THE TASK: Write out all the records below again, switching each "camera-trap tally" to "wildlife survey count" and leaving everything else as it is.

DATA PROVIDED:
□ □ □ □

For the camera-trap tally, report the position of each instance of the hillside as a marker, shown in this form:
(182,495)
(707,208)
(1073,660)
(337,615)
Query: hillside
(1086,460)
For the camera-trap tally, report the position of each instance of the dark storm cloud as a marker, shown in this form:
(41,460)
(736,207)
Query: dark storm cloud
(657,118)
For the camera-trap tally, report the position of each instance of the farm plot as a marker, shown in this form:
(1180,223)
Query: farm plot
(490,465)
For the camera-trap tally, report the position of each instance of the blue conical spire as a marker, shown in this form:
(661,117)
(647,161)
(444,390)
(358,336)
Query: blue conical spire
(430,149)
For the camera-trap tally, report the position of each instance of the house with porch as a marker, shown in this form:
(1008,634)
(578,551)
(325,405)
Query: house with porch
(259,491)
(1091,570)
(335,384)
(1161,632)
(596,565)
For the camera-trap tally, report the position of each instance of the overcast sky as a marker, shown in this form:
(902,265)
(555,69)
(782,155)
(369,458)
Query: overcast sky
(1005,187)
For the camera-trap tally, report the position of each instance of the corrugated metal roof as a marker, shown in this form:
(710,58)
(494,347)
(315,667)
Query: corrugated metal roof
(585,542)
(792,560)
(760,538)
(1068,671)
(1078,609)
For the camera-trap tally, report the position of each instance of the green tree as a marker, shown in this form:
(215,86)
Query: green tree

□ □ □ □

FINAL ANSWER:
For the wildlife survey count, report the position of each instance of the hillside as a marker, shown in this form:
(182,495)
(707,208)
(1073,660)
(337,615)
Query: hillside
(1086,460)
For the wildlife survey count, report the position of each instance of the dark storm cloud as a marker, shown in this form:
(41,460)
(736,207)
Query: dark storm cloud
(657,118)
For the wildlife survey count, report the position of each instance of the farm plot as a marker, shown in this form:
(1180,223)
Query: farm plot
(490,465)
For the wildlife survey count, report the position of each instance of the blue conical spire as a marker, shown in this form:
(661,117)
(647,161)
(444,390)
(358,336)
Query: blue conical spire
(430,149)
For the wildlife survey count, report the position of each instance of the house with porch as a marker, shown in this form:
(1008,634)
(578,551)
(325,405)
Query: house with porch
(259,491)
(1091,570)
(335,384)
(1161,632)
(596,565)
For the wildlife survey count, report the position of each instance of the overcast sky as a marker, shown in this form:
(902,265)
(555,69)
(782,155)
(369,458)
Query: overcast sky
(1005,187)
For the wildlife survey count, report the position of each instance of the corrugated metal roof as a marker, shown in this form:
(710,58)
(494,347)
(315,667)
Query: corrugated metal roof
(585,542)
(792,560)
(760,538)
(1068,671)
(1078,609)
For the wildlife survey count, report the position of each instance of the green tree as a marker, shown in this form:
(215,86)
Query: green tree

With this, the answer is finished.